----- Quoted text -----

Why, Oh WHY Can’t We Just Want High School Seniors

…who can READ, WRITE and MAKE THE CORRECT CHANGE at Mac Donalds? HUH? (I’d ask for “be pleasant”, too, but don’t want to push it.) What kind of frickin’ gobbledee GOOK is this pig poopie?

Lila and Andrew Zoghbi are bored five days a week in classes at Chiles High School.
It’s not that they are slackers. They are honor students: Lila, 15, plans to be an engineer, and her brother, 17, wants to design video games.
The problem, they say, is that school is not giving them the career preparation they want.
“It’s just stuff I don’t think I’m really going to need for the job I want,” Lila said. “I’d probably like it if I had more things to help me in the future.”
Students like the Zoghbis would get an education more tailored to their career plans under a proposal from Gov. Jeb Bush that education experts say would make Florida the first state to require incoming high school freshmen to declare a major, just like college students.

Oh God, oh God, oh God. The heartburn and brain freeze pain at this moment is overwhelming.

10 Responses to “Why, Oh WHY Can’t We Just Want High School Seniors”

  1. Ken Summers says:

    The idea of declaring a “major” in high school is nonsense.
    There may be some value in having “college track” and “vocational track” but even a VT requires fundamental skills. There really should be only one track – graduation with a specified curriculum. The rest should be elective, with those planning on college focusing on classes toward college and others focusing on classes geared toward their goals.

  2. Nightfly says:

    I think you’re seeing the biggest problem with teaching to the lowest common denominator – the talented kids don’t care because they’re not being challenged. Jeb’s idea isn’t unsound, but it’s misapplied. It should be available to suffiently-motivated achievers who want more than the minimum – pick a track (I’ve heard some schools call it a “focus” or a “concentration”) and gobble up every last scrap of knowledge on that track. It shouldn’t be mandatory to everyone because not everyone can take advantage.

----- Input data -----

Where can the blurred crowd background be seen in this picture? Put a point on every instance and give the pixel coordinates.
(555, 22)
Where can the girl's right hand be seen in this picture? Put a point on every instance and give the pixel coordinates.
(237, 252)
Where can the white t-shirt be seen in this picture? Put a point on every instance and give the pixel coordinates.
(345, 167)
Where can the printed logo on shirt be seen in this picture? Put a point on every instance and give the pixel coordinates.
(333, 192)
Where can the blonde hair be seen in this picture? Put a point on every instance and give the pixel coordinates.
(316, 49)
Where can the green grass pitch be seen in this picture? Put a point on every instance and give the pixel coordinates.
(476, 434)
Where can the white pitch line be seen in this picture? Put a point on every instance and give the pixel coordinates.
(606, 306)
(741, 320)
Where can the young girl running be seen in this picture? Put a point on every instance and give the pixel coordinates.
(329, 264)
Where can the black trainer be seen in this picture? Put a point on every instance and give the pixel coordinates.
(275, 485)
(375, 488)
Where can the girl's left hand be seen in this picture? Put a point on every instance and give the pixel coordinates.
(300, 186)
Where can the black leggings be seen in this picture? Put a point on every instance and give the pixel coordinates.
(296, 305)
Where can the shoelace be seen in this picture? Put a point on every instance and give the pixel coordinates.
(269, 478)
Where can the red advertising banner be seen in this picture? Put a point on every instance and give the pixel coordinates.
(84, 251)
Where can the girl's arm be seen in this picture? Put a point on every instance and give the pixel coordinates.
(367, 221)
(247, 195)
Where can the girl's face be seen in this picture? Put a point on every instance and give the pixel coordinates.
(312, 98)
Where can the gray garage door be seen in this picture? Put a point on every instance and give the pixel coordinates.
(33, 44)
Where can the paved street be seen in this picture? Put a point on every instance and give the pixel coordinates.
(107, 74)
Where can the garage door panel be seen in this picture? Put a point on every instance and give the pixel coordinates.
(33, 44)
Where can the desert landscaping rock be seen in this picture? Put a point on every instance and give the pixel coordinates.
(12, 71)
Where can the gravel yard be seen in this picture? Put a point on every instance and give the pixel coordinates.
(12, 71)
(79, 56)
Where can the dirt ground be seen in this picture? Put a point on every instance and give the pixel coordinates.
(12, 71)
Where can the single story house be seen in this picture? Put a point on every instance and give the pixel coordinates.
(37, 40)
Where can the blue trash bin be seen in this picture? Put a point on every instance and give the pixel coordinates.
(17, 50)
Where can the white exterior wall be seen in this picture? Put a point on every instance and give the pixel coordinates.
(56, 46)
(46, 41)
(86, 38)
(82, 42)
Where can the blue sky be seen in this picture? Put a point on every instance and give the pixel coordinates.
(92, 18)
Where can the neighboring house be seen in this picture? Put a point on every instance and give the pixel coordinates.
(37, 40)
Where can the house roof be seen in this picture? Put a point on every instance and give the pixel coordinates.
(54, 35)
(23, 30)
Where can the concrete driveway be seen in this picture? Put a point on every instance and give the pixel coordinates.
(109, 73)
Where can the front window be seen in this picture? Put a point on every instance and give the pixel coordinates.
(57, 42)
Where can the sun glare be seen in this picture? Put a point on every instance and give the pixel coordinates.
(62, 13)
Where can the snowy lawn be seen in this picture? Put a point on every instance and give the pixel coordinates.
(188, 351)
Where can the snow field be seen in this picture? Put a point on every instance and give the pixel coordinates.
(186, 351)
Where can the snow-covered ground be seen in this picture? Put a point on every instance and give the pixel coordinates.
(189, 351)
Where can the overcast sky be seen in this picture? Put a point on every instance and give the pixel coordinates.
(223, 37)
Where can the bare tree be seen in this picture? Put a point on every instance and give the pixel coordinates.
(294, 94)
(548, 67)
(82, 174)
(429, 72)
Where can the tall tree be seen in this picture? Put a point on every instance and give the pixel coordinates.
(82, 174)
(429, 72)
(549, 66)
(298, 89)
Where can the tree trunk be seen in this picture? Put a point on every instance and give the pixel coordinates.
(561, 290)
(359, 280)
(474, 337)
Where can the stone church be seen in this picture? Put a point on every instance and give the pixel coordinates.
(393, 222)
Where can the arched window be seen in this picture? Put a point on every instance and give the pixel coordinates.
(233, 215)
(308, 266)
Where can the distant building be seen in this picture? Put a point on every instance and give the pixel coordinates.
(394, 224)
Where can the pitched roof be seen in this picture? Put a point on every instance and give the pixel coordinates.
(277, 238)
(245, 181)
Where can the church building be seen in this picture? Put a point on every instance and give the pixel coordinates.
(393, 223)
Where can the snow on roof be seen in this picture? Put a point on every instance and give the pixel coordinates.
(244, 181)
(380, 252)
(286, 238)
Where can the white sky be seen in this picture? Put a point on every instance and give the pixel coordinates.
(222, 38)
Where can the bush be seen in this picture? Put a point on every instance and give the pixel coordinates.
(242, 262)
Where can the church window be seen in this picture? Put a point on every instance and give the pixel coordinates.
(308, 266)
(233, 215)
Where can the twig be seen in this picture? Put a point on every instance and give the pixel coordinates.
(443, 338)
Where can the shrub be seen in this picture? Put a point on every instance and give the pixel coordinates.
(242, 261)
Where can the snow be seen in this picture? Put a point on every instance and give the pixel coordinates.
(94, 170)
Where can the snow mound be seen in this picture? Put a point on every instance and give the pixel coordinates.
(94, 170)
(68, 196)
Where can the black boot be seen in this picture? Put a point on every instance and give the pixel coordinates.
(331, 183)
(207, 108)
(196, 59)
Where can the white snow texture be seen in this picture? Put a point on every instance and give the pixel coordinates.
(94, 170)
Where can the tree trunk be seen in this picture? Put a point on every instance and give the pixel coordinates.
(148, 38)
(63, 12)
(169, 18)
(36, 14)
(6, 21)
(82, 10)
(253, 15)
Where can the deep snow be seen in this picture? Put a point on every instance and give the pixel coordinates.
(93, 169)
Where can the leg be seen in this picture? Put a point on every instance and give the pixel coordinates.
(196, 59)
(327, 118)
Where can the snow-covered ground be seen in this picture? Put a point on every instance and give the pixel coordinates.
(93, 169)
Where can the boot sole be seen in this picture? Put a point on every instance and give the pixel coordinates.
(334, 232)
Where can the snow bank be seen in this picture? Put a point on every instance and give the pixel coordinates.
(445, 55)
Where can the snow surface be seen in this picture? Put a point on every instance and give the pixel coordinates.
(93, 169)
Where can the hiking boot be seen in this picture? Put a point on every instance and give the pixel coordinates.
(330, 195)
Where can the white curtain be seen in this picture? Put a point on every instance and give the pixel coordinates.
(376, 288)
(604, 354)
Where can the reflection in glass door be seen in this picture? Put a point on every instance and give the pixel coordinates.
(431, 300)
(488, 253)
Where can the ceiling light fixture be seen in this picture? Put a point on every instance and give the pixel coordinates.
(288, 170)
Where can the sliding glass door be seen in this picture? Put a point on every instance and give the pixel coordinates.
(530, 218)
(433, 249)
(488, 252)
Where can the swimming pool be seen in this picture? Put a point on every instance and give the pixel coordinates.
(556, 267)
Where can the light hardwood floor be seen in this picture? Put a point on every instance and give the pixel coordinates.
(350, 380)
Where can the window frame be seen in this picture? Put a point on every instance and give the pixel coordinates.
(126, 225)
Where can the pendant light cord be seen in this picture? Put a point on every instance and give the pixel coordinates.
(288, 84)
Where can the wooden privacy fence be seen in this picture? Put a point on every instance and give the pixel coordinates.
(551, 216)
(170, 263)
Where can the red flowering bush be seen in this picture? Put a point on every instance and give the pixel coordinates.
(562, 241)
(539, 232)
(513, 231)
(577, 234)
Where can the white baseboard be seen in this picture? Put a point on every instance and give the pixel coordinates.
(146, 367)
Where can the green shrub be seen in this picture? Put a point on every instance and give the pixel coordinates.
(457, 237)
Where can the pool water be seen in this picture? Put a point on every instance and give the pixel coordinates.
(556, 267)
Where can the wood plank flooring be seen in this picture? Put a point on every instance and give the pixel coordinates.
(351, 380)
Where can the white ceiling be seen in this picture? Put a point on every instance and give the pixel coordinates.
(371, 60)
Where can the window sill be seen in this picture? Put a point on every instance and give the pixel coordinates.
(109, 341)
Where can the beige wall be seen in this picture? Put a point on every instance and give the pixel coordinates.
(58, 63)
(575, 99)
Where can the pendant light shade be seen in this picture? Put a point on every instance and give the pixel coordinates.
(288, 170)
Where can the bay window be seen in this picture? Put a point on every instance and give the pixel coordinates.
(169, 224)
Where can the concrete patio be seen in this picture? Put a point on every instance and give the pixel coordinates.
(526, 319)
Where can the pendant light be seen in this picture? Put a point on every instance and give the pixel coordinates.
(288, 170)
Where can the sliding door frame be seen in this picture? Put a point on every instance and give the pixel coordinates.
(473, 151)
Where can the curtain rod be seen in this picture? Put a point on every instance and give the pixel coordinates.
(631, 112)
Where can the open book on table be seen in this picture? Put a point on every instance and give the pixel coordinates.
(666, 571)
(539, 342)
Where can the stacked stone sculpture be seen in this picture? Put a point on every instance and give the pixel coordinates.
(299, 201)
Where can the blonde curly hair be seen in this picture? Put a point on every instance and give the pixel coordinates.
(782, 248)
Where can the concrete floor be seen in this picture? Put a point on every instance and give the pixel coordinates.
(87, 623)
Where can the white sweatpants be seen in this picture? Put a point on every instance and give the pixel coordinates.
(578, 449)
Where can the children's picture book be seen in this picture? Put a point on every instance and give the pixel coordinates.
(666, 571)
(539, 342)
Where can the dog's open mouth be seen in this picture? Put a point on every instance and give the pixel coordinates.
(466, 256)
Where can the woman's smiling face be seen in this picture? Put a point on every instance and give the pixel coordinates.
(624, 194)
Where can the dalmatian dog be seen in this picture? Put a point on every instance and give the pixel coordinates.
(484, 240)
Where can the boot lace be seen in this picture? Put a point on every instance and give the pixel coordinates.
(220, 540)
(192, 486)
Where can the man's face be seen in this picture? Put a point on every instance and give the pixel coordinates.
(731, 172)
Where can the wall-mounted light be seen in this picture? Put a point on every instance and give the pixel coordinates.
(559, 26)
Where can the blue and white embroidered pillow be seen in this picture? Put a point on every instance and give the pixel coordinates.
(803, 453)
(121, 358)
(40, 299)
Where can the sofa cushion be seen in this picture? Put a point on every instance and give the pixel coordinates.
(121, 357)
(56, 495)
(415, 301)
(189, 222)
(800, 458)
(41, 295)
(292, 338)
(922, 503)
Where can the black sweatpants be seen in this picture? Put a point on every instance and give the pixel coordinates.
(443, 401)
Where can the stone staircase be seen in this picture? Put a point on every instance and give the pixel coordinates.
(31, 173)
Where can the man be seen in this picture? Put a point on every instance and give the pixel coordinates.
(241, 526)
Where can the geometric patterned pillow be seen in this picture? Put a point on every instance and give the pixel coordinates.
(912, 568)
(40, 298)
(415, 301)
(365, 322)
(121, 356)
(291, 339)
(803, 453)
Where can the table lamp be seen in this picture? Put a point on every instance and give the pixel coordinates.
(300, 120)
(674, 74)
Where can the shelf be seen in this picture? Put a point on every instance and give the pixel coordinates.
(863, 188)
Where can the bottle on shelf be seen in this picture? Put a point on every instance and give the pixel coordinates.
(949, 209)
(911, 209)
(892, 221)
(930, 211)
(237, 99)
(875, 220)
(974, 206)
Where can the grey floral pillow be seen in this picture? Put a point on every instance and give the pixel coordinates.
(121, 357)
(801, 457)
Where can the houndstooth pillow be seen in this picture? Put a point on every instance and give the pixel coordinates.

-----

Problems to solve:
1. Count the lines in the rows that contain the word "ceiling" and give only that number.
2. Extend the blog post on making high school freshmen declare a major, starting right after its last sentence.

Solved tasks:
1. 2

2.
  3. Ken Summers says:

    Fly, the idea is still unsound if, as it seems, the majors are science vs. humanities vs. whatever. High school, especially 9th grade, is far too early to be deciding that kind of track.
    The point about LCD is accurate and well taken, but that’s a separate issue. College bound students should be taking advanced classes but in all the subject areas, with some room, if possible, for emphasizing those areas of greatest interest on an elective basis.

  4. Nightfly says:

    I still see a connection, Ken, but I get your point. I missed the “freshman” part of the equation. Jeepers, I was 13! What if I got the whole way through high school and suddenly decided that I hated Shakespeare? Could I even attempt engineering with my remedial trig classes? It would defeat the whole purpose of a concentration.
    But a senior, 17 going on 18? If you’re running a school dedicated to strong teaching and not LCD, then you could put curricula in place to give everyone a solid foundation in basics in the first three years, and then let the fourth year be given over (at least in part) to a particular study. This would have two benefits right off –
    1. The students would stay motivated their final year because they’d be studying stuff they’ll need in college and in real life;
    2. The slackers who tail off after the college acceptance comes in still have a good education (albeit not as good as they could have had).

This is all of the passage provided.